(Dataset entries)
= = =

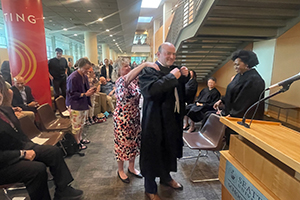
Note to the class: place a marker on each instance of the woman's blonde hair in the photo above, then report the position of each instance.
(121, 61)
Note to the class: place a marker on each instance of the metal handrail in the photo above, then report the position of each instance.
(185, 14)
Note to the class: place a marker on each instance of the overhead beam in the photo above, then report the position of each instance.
(238, 31)
(215, 21)
(253, 12)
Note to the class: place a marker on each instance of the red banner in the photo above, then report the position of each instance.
(27, 45)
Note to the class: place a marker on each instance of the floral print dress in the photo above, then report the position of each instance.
(127, 126)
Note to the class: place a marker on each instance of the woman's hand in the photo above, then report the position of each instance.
(217, 104)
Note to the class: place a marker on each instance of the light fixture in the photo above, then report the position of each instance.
(150, 3)
(145, 19)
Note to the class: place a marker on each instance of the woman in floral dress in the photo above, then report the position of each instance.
(127, 117)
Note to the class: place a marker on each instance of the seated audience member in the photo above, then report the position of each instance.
(244, 90)
(190, 92)
(23, 161)
(106, 70)
(5, 71)
(22, 96)
(7, 99)
(109, 89)
(205, 102)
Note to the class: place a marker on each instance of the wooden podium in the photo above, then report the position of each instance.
(263, 162)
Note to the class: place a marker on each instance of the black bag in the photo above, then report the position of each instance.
(70, 145)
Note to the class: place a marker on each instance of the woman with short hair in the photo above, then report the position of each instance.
(127, 117)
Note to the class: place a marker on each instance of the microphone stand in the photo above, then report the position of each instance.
(282, 90)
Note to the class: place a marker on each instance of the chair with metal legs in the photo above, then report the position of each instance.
(209, 138)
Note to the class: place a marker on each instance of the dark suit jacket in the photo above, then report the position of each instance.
(11, 140)
(103, 71)
(18, 100)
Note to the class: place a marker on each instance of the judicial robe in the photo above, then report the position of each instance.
(243, 91)
(161, 136)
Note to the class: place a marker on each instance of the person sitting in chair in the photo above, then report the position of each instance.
(22, 161)
(22, 96)
(205, 102)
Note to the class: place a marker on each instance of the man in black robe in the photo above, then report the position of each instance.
(163, 111)
(205, 102)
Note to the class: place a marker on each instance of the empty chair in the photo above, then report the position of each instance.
(61, 107)
(209, 138)
(33, 133)
(49, 122)
(7, 187)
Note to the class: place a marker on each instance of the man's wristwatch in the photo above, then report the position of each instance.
(22, 154)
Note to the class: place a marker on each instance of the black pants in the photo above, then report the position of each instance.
(150, 184)
(59, 86)
(33, 173)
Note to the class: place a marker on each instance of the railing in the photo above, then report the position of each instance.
(185, 13)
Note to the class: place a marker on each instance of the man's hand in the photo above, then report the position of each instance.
(30, 155)
(184, 71)
(33, 104)
(176, 72)
(91, 91)
(217, 104)
(199, 104)
(153, 65)
(17, 109)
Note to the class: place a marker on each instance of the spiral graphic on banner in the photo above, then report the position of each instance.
(27, 58)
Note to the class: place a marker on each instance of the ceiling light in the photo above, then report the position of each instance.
(150, 3)
(145, 19)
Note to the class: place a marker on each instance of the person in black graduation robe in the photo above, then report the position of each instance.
(245, 89)
(161, 136)
(205, 101)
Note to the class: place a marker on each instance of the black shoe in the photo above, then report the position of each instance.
(136, 175)
(69, 193)
(124, 180)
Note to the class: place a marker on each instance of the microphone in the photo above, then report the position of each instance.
(285, 82)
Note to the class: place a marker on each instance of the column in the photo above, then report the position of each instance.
(111, 54)
(166, 15)
(27, 52)
(53, 44)
(90, 42)
(156, 24)
(105, 52)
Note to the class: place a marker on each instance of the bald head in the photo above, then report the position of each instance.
(166, 54)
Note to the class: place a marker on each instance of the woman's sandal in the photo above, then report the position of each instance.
(81, 147)
(85, 141)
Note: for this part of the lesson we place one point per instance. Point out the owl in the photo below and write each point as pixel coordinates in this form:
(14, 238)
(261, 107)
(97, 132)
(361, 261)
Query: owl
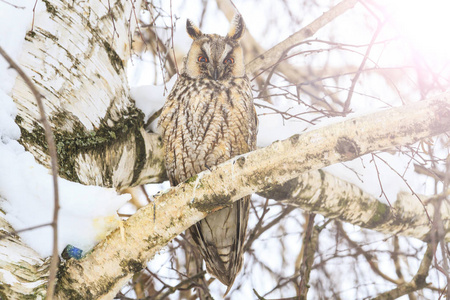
(208, 118)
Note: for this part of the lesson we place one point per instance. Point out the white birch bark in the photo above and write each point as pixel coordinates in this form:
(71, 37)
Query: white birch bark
(76, 55)
(102, 273)
(78, 61)
(23, 273)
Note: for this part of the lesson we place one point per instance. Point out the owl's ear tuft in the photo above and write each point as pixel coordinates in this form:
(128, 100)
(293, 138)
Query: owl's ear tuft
(237, 28)
(193, 31)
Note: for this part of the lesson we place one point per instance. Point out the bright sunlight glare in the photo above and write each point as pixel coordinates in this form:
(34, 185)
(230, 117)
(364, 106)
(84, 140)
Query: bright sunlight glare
(426, 24)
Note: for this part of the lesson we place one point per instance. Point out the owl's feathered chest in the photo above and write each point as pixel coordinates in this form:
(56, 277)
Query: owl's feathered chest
(205, 122)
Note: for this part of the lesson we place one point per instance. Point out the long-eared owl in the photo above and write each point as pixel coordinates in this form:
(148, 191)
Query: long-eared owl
(207, 119)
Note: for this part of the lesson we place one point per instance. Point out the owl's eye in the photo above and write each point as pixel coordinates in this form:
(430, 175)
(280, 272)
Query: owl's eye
(228, 60)
(201, 58)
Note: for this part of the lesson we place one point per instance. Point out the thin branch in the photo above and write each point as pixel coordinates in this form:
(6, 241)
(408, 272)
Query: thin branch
(417, 283)
(54, 165)
(272, 56)
(361, 67)
(309, 247)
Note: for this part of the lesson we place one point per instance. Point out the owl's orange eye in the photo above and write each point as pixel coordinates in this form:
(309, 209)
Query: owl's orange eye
(201, 58)
(229, 60)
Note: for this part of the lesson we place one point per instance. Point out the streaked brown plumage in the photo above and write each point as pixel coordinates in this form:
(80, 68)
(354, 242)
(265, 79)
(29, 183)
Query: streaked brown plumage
(208, 118)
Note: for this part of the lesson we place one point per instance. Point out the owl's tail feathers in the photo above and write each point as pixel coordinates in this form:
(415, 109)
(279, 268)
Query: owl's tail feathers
(220, 237)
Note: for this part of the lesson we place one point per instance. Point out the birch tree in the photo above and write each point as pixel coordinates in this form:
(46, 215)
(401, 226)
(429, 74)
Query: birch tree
(77, 55)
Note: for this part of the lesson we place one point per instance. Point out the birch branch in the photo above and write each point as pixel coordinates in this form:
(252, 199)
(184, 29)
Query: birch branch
(23, 273)
(76, 56)
(112, 262)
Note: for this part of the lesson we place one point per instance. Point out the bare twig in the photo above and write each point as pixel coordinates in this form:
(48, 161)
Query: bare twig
(54, 166)
(361, 67)
(418, 282)
(15, 6)
(273, 55)
(307, 258)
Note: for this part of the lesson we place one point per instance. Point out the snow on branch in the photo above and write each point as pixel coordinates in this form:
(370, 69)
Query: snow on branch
(112, 262)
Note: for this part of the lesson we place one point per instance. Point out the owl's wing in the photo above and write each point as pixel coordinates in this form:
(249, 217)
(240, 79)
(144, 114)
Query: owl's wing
(221, 237)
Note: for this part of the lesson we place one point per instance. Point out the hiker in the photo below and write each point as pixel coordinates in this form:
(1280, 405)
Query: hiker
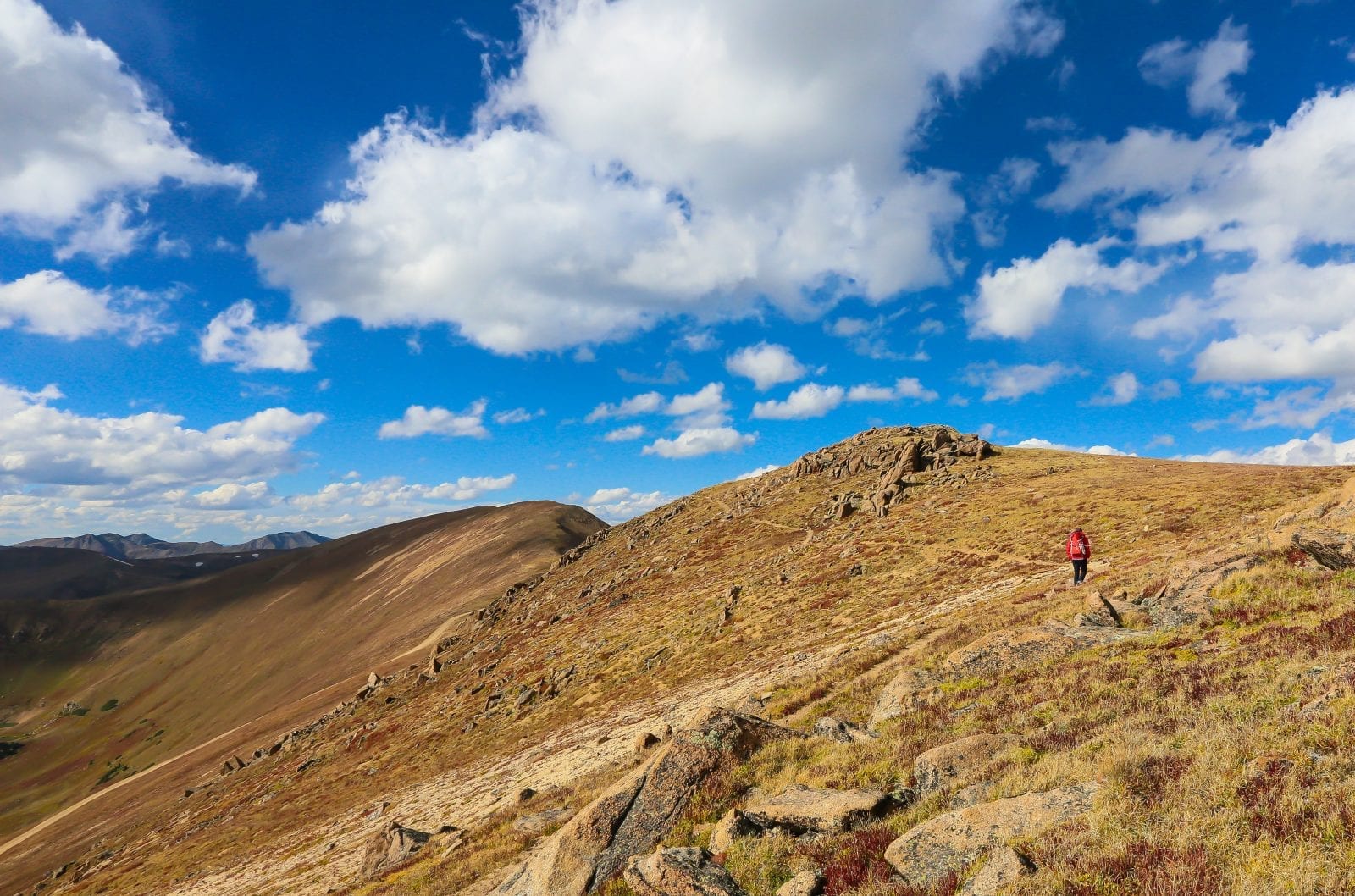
(1079, 550)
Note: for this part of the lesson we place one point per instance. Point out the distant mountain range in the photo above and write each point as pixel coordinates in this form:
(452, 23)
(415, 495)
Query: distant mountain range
(142, 546)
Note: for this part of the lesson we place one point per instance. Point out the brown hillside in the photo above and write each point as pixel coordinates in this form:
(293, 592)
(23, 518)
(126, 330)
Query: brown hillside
(262, 645)
(788, 595)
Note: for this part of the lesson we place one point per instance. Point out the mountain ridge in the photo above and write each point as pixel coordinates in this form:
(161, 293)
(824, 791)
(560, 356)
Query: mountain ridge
(142, 546)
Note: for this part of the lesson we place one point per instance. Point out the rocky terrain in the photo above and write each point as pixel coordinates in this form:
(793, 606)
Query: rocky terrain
(142, 546)
(866, 672)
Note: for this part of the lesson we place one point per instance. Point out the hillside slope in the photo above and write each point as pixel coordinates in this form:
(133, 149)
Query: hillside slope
(151, 674)
(932, 604)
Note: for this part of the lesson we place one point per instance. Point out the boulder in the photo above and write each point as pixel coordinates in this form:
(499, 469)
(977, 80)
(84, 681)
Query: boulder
(952, 841)
(803, 884)
(817, 810)
(1003, 868)
(682, 871)
(911, 689)
(728, 828)
(630, 817)
(941, 766)
(1332, 550)
(390, 846)
(541, 821)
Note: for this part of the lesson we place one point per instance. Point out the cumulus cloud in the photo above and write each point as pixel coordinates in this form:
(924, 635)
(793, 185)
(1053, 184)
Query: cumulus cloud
(517, 415)
(702, 440)
(655, 159)
(420, 420)
(903, 388)
(1056, 446)
(234, 338)
(52, 304)
(44, 445)
(1316, 451)
(1016, 381)
(1205, 68)
(625, 434)
(766, 363)
(620, 505)
(80, 135)
(1015, 301)
(810, 400)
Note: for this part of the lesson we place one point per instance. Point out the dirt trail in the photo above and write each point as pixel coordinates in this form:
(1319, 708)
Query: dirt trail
(467, 796)
(166, 763)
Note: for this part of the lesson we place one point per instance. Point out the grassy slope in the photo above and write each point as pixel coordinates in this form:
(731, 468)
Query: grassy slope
(191, 661)
(640, 618)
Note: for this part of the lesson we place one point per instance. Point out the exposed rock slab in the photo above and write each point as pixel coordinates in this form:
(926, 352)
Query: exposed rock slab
(952, 841)
(941, 766)
(632, 816)
(817, 810)
(681, 871)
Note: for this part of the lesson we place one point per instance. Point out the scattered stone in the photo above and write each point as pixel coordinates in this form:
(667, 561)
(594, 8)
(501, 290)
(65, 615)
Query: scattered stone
(630, 817)
(1003, 868)
(728, 828)
(817, 810)
(679, 871)
(390, 846)
(803, 884)
(952, 841)
(911, 689)
(939, 766)
(541, 821)
(842, 731)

= = =

What you are asked to do:
The job here is to find each line above with the word "below" and copy it.

Final answer:
Note: for this part of the lesson we place one point per instance. Point out the owl in the photo below and write each point as pixel coordinates in this form:
Note: for this part of the lesson we place one point per instance. Point out the hiker in the photo below and write each point as pixel coordinates in this form:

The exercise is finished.